++++ EXCERPT PROVIDED ++++

Here we go again. Yet another public office holder - a New York Congressman - has been caught in and disgraced by an egregious and revolting lapse in judgment, to put it mildly. I won't go into the details, but it involved his Twitter account.
We are barely past the news of former California governor Arnold Schwarzenegger's reprehensible conduct, and now comes another episode of people in high places who think they exist beyond the moral bounds the little people are supposed to respect.
You can't help but wonder, "What were they thinking?" Clearly, they weren't, based on a common understanding of the verb as used in the previous sentence that would mean to make a reasoned decision based on facts and good judgment. However, the dictionary allows for the word to mean things like "believe, suppose, expect, hope, visualize, imagine, devise, evolve or invent." So maybe these guys were, in fact, "thinking" by visualizing, imagining, hoping, inventing, supposing, expecting, believing or devising the outcome they desired. Hmmmph.
In both these cases, the individuals have gotten far more than they initially desired: as in humiliation, shame, infamy, public disgust and a precipitous fall from grace. And that doesn't even speak to the pain, anger and outrage that have befallen their families. These two - as with all the others too numerous to name who have come before them - saw only the opportunity for immediate gratification, without considering the possibility of being caught or the consequences of their actions.
What foolish people. These are the days of Twitter, YouTube, camera phones, Facebook, ubiquitous public surveillance systems, streaming video and tabloid journalism that can land anyone, even the innocent, or his or her accuser on the cover of the National Enquirer overnight. Anything can become fodder for the apparently never-to-be-satiated appetite to catch somebody doing something wrong, embarrassing or scandalous. That appetite leads those not caught doing something similar to believe they remain somewhat virtuous. The problem is being "caught," but not the action itself.

++++ GIVEN ENTRIES ++++

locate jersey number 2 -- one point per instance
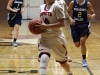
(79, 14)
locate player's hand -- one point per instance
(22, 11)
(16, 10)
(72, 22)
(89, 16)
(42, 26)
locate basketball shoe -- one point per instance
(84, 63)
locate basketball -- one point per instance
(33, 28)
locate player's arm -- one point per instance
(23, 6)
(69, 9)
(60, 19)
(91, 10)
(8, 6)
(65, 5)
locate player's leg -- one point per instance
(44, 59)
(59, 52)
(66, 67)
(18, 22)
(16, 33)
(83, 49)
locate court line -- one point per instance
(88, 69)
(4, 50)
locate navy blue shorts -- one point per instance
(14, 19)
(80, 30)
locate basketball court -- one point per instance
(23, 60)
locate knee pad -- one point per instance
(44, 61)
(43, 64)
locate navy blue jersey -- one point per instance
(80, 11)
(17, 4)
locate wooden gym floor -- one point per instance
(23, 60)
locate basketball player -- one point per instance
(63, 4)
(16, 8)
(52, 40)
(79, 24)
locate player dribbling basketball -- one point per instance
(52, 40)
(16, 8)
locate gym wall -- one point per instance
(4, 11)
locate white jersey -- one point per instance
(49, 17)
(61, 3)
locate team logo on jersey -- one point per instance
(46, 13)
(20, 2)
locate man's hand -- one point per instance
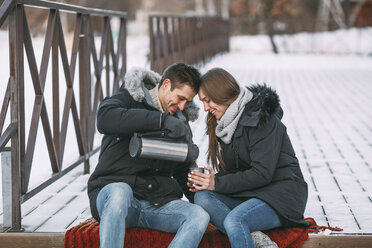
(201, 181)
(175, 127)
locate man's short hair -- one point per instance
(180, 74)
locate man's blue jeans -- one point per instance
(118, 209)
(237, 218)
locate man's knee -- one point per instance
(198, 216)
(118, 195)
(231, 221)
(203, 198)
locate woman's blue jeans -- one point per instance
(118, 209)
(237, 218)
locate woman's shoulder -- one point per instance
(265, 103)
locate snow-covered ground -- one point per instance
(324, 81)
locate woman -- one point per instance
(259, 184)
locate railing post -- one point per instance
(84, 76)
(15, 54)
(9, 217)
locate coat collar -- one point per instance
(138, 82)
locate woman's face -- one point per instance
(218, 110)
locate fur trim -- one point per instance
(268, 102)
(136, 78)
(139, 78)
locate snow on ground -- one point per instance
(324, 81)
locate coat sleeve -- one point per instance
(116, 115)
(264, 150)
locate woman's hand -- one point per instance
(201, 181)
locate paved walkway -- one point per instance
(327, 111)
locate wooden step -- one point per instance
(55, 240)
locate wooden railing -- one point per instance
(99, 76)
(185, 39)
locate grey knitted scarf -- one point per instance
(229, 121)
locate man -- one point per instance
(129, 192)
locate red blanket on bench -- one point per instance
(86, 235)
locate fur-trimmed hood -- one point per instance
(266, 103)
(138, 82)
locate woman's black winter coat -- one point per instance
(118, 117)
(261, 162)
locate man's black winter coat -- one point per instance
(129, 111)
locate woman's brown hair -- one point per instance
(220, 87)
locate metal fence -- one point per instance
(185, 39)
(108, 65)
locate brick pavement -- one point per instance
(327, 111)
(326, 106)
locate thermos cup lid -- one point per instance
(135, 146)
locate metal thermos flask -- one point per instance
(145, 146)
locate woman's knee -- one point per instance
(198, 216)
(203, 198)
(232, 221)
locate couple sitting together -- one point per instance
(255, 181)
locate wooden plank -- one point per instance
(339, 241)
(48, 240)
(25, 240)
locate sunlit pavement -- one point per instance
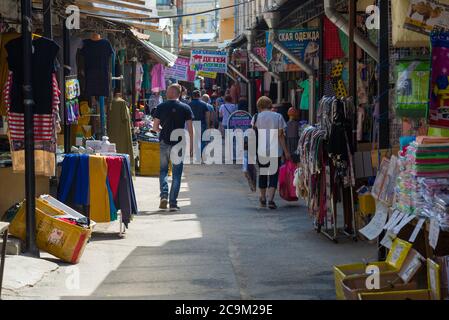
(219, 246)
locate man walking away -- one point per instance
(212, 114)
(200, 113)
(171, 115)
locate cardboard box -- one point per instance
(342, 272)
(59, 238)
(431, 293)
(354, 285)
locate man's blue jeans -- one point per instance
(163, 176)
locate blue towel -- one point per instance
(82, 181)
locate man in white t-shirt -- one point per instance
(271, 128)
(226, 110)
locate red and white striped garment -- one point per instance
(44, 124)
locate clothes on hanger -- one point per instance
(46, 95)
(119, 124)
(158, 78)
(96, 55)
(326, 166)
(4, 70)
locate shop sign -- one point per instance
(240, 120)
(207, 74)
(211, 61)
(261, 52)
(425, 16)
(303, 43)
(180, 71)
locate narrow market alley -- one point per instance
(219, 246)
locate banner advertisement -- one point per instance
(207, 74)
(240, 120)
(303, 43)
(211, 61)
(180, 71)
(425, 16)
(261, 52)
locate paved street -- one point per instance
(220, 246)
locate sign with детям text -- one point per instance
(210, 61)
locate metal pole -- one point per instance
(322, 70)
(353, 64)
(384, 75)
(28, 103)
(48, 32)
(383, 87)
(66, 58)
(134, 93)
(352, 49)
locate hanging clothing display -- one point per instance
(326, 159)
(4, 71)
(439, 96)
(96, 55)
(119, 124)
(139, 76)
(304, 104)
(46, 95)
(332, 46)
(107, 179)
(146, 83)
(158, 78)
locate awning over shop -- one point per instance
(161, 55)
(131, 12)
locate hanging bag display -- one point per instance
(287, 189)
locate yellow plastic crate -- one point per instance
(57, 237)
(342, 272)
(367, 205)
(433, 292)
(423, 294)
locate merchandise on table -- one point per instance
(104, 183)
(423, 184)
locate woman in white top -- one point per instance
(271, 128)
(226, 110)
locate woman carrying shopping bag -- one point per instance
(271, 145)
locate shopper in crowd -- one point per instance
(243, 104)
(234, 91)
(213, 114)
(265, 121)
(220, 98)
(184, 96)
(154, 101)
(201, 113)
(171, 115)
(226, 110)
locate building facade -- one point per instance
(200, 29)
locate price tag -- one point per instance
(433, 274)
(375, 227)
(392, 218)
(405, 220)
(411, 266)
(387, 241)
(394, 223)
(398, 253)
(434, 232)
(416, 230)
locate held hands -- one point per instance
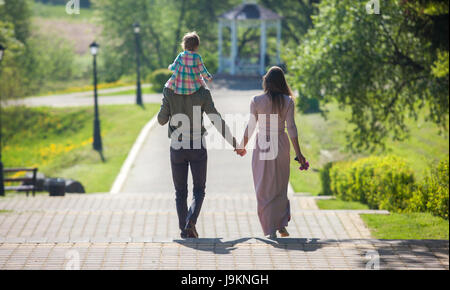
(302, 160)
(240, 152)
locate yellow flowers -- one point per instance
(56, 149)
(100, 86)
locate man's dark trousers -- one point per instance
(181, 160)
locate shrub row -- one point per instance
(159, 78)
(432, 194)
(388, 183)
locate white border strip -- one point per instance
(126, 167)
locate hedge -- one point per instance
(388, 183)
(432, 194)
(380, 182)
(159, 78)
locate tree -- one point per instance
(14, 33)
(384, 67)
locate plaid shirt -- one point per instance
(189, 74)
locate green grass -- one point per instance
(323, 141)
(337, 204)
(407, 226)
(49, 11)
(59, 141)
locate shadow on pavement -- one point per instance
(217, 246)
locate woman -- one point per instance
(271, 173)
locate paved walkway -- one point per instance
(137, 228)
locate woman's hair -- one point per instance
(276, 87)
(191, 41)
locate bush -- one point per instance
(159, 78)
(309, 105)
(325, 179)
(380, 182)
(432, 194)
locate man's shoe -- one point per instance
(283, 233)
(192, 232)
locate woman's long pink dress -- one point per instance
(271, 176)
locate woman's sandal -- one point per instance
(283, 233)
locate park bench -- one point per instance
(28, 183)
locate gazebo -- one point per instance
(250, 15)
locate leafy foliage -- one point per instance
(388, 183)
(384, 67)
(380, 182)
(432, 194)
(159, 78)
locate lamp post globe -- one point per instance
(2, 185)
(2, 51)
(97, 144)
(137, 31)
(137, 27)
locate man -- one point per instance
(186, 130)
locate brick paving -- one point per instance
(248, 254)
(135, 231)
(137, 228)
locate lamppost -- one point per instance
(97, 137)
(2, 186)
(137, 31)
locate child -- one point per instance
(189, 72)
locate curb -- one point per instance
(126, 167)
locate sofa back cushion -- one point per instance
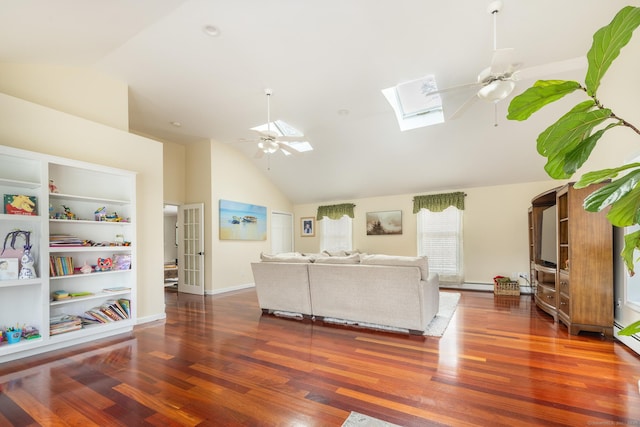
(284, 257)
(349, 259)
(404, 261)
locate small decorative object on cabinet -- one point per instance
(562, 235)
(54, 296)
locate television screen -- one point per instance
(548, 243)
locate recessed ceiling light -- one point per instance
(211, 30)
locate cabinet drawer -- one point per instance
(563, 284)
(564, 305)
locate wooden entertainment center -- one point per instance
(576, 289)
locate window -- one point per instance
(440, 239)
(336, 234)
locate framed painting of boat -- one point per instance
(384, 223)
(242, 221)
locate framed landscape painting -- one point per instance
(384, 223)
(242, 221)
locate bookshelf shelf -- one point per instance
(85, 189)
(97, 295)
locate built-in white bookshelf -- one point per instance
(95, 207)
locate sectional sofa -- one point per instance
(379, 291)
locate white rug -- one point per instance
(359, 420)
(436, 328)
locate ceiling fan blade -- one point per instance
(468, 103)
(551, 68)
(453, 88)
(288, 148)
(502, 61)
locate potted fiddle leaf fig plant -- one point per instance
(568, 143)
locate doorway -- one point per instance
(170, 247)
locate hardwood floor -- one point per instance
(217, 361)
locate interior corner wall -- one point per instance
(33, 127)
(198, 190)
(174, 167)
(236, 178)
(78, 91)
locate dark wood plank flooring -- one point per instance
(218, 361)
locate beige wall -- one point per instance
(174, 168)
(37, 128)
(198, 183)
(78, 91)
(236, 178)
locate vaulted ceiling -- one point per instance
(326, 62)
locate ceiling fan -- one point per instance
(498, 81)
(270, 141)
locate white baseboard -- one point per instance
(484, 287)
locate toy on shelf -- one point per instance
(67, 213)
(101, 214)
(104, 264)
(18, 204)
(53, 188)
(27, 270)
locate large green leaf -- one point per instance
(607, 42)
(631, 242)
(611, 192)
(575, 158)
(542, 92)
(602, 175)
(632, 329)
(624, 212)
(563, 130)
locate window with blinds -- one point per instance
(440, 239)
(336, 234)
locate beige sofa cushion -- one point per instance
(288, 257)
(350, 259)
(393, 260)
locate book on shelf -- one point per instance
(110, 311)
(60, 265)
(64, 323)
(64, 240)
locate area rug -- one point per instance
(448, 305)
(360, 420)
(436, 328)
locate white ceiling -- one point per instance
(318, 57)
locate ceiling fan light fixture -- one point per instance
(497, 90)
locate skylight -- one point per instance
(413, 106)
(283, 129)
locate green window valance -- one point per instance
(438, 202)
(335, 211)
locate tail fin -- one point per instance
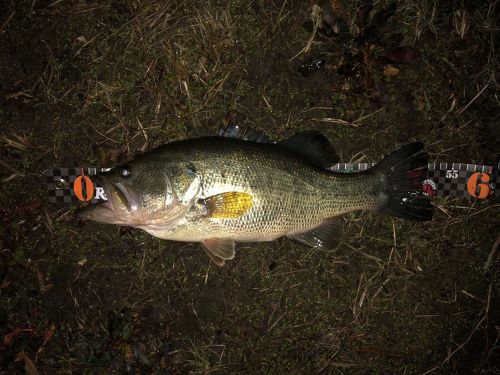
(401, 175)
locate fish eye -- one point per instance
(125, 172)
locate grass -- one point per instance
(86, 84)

++++

- TO DO
1 > Update the commentary on public officials' misconduct, starting at the words "We are barely" and ending after "supposed to respect.", with "reprehensible" replaced by "shameful".
2 > Collect every line of the records that contains the word "yellow".
The commentary and the records come from unrelated sources.

- WORKED SOLUTIONS
1 >
We are barely past the news of former California governor Arnold Schwarzenegger's shameful conduct, and now comes another episode of people in high places who think they exist beyond the moral bounds the little people are supposed to respect.

2 >
locate yellow plastic crate -- one point per instance
locate yellow flowers -- one point per instance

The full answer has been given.